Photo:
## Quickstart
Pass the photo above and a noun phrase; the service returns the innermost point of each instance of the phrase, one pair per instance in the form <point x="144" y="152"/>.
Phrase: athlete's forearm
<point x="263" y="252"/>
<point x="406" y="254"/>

======

**What the exercise asks**
An exact copy of every record is needed.

**Answer space**
Photo:
## Quickstart
Pass the photo above and a noun phrase; the service returns the innermost point of each instance of the phrase, one pair per instance in the form <point x="144" y="152"/>.
Phrase: athlete's forearm
<point x="263" y="252"/>
<point x="406" y="254"/>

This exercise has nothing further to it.